- **RECORDS SUPPLIED**
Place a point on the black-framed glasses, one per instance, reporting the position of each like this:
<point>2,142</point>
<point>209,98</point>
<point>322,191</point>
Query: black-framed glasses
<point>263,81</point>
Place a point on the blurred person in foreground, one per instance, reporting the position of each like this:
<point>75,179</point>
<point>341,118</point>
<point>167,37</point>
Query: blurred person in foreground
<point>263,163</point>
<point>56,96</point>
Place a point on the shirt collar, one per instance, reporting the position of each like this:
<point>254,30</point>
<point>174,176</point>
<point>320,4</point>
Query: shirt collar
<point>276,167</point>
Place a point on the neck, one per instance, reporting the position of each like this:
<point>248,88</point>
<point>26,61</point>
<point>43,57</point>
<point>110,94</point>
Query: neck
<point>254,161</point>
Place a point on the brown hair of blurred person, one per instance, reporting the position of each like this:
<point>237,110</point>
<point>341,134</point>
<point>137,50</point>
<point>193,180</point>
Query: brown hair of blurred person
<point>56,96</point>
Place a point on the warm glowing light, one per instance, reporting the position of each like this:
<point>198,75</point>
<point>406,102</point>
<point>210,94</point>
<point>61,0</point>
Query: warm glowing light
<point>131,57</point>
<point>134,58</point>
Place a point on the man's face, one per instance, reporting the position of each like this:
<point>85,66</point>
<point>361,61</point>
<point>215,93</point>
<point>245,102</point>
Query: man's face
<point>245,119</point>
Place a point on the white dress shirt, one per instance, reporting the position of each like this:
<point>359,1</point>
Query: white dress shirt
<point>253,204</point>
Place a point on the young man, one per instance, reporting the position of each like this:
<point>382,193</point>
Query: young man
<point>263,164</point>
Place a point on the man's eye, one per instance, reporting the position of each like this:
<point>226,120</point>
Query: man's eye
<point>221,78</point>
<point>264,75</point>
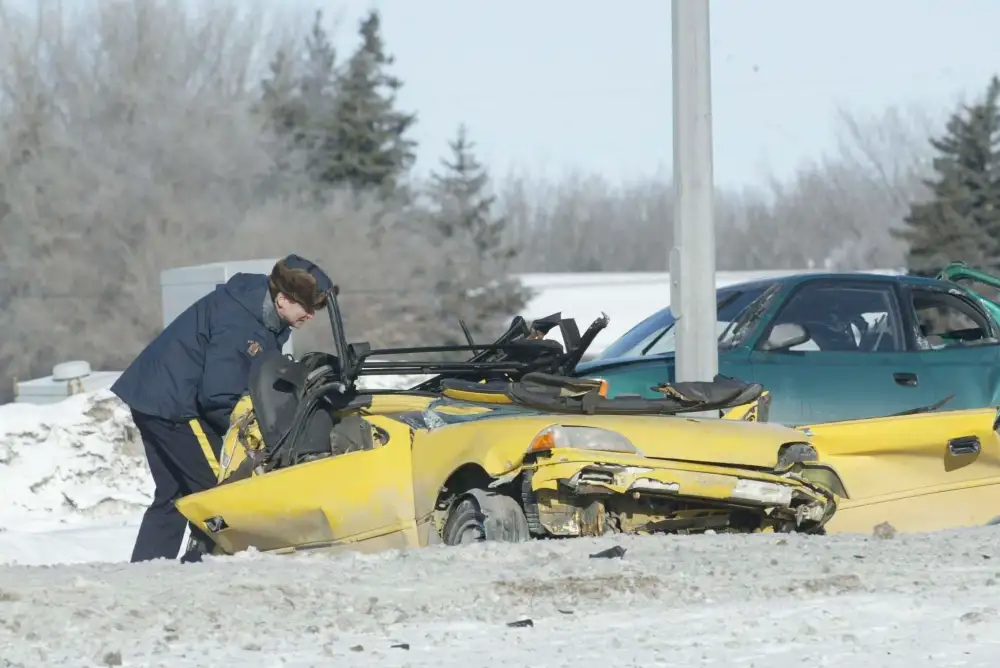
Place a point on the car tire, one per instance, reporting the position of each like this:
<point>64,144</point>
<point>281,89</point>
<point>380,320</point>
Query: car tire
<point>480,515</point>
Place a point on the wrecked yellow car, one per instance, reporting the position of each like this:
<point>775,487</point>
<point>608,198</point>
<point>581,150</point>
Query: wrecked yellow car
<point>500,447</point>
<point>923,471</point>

...

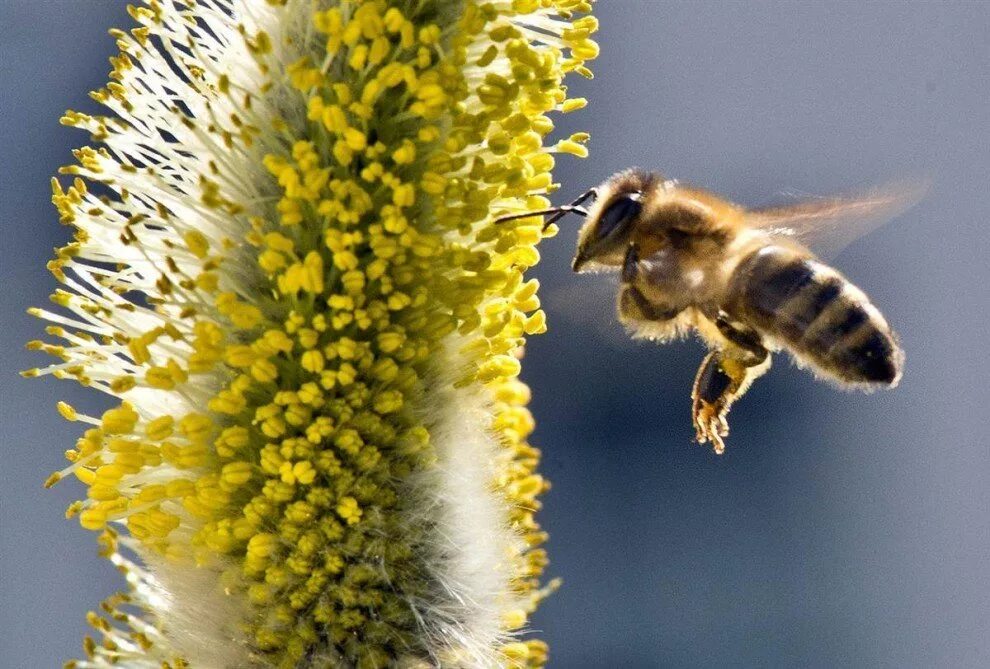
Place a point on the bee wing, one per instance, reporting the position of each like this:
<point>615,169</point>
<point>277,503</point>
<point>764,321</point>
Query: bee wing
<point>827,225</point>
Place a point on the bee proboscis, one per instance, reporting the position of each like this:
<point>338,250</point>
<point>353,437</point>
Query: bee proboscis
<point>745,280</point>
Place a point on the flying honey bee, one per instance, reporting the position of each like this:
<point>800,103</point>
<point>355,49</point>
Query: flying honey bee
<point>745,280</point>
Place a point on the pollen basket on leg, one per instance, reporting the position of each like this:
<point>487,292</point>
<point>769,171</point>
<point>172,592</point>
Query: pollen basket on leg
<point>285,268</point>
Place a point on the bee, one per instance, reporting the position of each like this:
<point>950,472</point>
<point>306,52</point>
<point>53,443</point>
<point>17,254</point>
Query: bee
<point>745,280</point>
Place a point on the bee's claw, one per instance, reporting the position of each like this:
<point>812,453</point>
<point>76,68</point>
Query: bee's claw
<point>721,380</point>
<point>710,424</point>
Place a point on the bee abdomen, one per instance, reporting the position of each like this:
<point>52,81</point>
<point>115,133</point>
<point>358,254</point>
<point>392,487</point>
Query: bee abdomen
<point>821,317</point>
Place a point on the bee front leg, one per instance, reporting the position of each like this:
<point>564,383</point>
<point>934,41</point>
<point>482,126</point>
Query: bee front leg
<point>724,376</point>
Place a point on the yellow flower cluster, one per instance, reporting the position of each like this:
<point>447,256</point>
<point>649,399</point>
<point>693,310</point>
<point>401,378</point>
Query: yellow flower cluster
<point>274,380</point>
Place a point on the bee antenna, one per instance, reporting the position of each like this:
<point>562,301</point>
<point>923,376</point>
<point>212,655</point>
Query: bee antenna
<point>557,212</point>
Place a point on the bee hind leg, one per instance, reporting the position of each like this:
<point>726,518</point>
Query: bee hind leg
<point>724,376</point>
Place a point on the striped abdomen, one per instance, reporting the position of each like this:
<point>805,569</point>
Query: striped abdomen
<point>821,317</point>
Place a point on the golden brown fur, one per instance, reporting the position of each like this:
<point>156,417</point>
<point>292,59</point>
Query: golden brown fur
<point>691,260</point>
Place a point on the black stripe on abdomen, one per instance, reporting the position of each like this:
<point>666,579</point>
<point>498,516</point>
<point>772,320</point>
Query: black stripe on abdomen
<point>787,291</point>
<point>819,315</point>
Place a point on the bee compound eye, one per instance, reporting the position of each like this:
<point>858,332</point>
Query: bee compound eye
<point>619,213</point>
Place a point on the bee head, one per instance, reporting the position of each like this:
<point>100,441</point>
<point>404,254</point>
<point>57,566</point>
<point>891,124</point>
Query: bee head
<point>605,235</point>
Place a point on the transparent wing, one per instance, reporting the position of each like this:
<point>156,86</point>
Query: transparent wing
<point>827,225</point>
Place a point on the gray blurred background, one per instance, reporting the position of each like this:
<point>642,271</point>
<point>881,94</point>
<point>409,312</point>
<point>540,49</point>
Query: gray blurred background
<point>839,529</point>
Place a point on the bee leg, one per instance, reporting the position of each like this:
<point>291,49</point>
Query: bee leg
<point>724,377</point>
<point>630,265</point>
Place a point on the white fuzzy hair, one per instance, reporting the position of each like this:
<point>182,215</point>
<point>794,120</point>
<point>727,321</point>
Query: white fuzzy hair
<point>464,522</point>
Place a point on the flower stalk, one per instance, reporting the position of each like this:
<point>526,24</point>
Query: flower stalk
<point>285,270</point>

...

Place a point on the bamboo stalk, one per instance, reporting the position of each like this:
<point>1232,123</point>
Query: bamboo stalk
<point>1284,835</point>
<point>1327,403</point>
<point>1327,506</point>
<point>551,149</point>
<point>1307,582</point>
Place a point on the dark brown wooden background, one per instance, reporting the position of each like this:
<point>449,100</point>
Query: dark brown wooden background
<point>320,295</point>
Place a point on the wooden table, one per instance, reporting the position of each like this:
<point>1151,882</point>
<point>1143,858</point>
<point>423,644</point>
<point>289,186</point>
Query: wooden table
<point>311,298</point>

- **TASK PROMPT**
Render the stretch of the page that opens with the line containing "Place a point on the wrecked" and closes with the line containing "<point>923,471</point>" as a Markdown table with the columns No and Text, numbering each line in order and omitting any blank lines.

- **RESULT OF THIS EXERCISE**
| No | Text |
|---|---|
| 1 | Place a point on the wrecked yellow car, one per instance, reporting the position of each like this: |
| 2 | <point>775,487</point> |
| 3 | <point>608,198</point> |
| 4 | <point>581,150</point> |
| 5 | Query: wrecked yellow car |
| 6 | <point>500,447</point> |
| 7 | <point>923,471</point> |